Your tasks
1. List every person in the obituary of the Mr. Henry's bartender whose own words are given in quotation marks.
2. Continue the obituary of the Mr. Henry's bartender from its final sentence.

Provided passage

Worked at Mr. Henry’s restaurant and pub



Rudy Appl, gay news, Washington Blade
Rudy Appl, gay news, Washington Blade

Rudy Appl (Washington Blade archive photo by Doug Hinckle)

Rudi Appl, a bartender at Mr. Henry’s restaurant and pub on Capitol Hill for nearly 50 years, died July 16 at his home from complications associated with heart disease. He was 79.

Longtime friends and co-workers at Mr. Henry’s say Appl’s bright and charming personality, his skills as a listener and conversationalist along with his distinctive accent as a native of Czech Republic appeared to immediately win over the affection of everyone that came in contact with him.

“I never heard him ever say a bad word about anybody,” said Walter Quetsch, a longtime Capitol Hill resident and Mr. Henry’s patron in whose basement apartment Appl lived for the past 33 years as a tenant.

“For him, everybody had a redeeming feature,” Quetsch said. “He mixed with everybody. He knew how to mix with people as well as he knew how to mix drinks.”

Chuck Sharman, a fellow bartender at Mr. Henry’s and a friend of Appl’s, said he has a copy of one of Appl’s immigration documents that shows he was born June 6, 1935 in Brno, the largest city in the region of Moravia in what was then Czechoslovakia and is now part of the Czech Republic.

“I well recall my first shift with Rudi at Mr. Henry’s, on a slow night upstairs,” Sharman told the Blade. “With hours to kill, he led me through a lengthy and colorful autobiography.”

Friends point to what they call Appl’s fascinating and colorful background prior to his move to Washington in 1966 that emerges from people like Sharman and others who knew Appl. More details of Appl’s background surfaced in a an interview and detailed profile of Appl written in May of this year by local businessman and writer Joe Englert for the Washington City Paper.

Englert reports that Appl told him that at the age of 9 his father arranged for him to escape World War II in Europe by sending him to Beirut, where he was enrolled in the American School. After the war the family reunited in Frankfurt, Germany, and settled there for a number of years, Appl said in his interview with Englert.

At about the age of 21 he and his parents moved to Canada and settled in the Canadian Rockies, where Appl worked for a while in the oil fields as a “roughneck.” He later began work in the hospitality industry at a resort near Alberta before going to Nassau in the Bahamas to work at the Paradise Island resort owned by famed businessman and A&P Supermarket heir Huntington Hartford, according to Englert’s profile.

Appl says in the interview that he became Hartford’s drinking buddy and assistant and had a chance to mingle with the rich and famous at the resort and during trips with Hartford to Hollywood. He first came to D.C. in 1963, became attracted to the U.S. capital, and traveled back and forth between Paradise Island and Washington until he decided to settle in D.C. for good in 1966, Englert reports in his profile.

Alvin Ross, the current owner of Mr. Henry’s, said he met Appl and became friends with him when the two first started working there as bartenders. The late Henry Yaffe, the founder and original owner of Mr. Henry’s, had just bought the establishment, which, at the time, had been operating as a country-western bar called the 601 Club, Ross told the Blade. Ross said Appl had been working at the 601Club “and came with the bar as part of the deal” when Yaffe bought the business.

Yaffe transformed the place into a Victorian pub, with furnishings and decorations of the Victorian period of the late 1800s, when many of Capitol Hill’s homes and buildings, including the nearby Eastern Market, sprung up in the surrounding neighborhood.

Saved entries
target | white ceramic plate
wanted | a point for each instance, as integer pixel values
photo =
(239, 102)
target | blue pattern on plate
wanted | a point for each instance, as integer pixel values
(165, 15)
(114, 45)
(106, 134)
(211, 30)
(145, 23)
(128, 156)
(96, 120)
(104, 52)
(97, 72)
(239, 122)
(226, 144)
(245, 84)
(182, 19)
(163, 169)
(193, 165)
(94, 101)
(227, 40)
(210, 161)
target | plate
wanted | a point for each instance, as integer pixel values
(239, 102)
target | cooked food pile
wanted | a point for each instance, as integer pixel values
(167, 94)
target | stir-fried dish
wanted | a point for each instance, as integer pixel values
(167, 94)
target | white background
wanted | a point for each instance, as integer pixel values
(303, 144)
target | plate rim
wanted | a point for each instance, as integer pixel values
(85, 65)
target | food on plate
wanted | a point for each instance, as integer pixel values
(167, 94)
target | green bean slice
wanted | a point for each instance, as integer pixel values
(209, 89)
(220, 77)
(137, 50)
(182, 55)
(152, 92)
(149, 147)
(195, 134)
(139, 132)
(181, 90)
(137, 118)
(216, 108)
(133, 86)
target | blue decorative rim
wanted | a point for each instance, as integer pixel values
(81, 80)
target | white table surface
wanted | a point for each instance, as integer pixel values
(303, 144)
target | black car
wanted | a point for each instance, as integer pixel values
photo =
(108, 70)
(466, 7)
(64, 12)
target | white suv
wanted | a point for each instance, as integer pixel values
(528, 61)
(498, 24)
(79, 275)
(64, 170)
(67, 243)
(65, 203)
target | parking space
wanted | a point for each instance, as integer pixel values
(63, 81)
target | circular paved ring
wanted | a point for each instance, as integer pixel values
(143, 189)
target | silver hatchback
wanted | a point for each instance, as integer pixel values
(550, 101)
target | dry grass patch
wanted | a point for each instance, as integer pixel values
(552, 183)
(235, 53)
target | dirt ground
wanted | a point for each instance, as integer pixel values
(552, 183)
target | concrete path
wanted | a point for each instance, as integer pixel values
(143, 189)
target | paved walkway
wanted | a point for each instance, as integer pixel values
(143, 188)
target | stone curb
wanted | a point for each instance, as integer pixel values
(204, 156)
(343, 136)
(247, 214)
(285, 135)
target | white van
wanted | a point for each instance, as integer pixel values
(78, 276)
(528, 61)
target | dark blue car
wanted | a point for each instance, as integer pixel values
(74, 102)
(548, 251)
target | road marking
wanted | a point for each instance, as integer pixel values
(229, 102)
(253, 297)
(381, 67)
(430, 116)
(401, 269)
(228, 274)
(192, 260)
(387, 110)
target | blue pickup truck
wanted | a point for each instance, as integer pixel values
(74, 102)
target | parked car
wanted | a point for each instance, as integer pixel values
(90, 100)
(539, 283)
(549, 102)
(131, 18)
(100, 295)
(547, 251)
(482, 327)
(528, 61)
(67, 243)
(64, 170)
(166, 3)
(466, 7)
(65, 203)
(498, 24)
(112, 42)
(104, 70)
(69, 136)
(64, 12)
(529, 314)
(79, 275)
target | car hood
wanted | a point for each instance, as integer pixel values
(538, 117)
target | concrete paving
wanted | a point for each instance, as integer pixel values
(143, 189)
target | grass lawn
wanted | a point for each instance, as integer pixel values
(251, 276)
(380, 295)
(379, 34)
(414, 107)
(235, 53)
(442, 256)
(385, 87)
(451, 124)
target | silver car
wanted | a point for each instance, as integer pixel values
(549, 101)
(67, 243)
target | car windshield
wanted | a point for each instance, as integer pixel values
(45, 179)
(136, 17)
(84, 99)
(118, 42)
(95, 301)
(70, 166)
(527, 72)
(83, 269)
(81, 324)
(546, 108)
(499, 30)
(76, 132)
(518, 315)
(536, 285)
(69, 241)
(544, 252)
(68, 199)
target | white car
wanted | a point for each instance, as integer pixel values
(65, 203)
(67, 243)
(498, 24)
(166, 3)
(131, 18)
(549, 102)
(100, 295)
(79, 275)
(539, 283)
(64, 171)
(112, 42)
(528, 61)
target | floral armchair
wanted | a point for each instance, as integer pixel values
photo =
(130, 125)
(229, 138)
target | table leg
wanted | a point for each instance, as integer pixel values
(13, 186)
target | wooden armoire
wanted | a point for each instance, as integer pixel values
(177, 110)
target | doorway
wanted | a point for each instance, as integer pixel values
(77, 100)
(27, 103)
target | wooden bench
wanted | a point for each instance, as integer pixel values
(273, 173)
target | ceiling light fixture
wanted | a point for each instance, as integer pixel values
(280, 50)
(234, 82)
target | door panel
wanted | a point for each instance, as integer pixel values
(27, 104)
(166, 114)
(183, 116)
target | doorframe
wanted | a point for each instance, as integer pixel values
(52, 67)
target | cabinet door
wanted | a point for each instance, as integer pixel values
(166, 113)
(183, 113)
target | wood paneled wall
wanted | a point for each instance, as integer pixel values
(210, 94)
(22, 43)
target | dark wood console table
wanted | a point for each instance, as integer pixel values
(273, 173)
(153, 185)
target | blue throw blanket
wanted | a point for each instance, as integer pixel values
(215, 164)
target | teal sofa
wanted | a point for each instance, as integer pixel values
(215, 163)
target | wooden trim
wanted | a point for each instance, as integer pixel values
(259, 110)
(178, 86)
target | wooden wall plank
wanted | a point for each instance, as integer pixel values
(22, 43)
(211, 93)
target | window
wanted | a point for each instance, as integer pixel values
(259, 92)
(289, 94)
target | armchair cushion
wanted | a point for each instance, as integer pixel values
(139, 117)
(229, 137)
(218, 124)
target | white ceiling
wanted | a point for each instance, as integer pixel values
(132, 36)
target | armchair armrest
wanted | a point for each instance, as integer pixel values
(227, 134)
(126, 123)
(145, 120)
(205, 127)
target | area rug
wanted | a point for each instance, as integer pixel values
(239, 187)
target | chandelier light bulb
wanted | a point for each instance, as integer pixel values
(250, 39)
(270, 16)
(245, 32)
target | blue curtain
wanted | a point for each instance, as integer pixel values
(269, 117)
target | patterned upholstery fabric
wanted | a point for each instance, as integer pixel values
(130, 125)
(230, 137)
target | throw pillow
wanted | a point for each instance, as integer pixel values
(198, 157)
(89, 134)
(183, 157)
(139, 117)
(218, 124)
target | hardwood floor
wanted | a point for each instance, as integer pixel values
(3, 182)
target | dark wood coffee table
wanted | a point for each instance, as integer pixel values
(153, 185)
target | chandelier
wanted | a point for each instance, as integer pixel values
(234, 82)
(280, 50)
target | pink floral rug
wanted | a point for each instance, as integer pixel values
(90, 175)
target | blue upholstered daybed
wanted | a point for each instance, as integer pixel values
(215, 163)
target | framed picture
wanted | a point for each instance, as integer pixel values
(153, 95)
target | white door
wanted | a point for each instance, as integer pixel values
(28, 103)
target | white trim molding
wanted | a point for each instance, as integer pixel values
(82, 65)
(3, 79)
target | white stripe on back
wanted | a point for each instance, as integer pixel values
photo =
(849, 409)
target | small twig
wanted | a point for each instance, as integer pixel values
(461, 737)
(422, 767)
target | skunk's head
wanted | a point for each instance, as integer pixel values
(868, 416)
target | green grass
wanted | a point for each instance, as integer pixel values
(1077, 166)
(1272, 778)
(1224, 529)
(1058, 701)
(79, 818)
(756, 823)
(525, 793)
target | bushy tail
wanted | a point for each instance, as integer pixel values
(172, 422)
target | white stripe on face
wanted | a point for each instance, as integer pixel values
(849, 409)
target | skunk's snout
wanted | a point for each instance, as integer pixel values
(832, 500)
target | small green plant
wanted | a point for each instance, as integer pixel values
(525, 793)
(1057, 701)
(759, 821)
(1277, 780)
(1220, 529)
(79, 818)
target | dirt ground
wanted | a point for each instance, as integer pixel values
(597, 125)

Results of the exercise
1. Walter Quetsch, Chuck Sharman, Alvin Ross

2.
Appl, who was gay, got along well with the highly diverse crowds that have patronized Mr. Henry’s, both gay and straight, black and white, and families with children, according to longtime customers.

Ross noted that Appl at some point moved into the second-floor apartment above Mr. Henry’s as a tenant shortly after Yaffe became the owner. Ross and others who knew Appl have said he loved to tell the story of how he was “evicted” from the apartment as a result of famed singer and songwriter Roberta Flack, who got her career start at Mr. Henry’s.

As Appl told friends, he took a vacation in Europe to visit relatives after Flack began performing there in the late 1960s. During his absence Flack became such a sensation and an attraction that Yaffe converted the apartment into an extended space for Mr. Henry’s, where Flack performed to overflowing audiences.

Upon his return to Washington Appl discovered he no longer had an apartment, joking to friends that he was evicted because of Roberta Flack. However, he quickly found another apartment and continued to work at Mr. Henry’s as a bartender. A short time later, he moved into the English basement apartment at Quetsch’s townhouse on the 300 block of C Street, S.E., where he remained until the time of his death.

“Somehow or other we came to an agreement that he didn’t have to pay rent,” Quetsch said.

Englert reports in his City Paper profile that in the following years Appl, while working as a bartender, became a part-time real estate investor, buying and selling houses in the rapidly gentrifying Capitol Hill neighborhoods in the 1970s. The extra income enabled Appl to pursue his love for traveling throughout the U.S. and Europe as well as other places such as Thailand.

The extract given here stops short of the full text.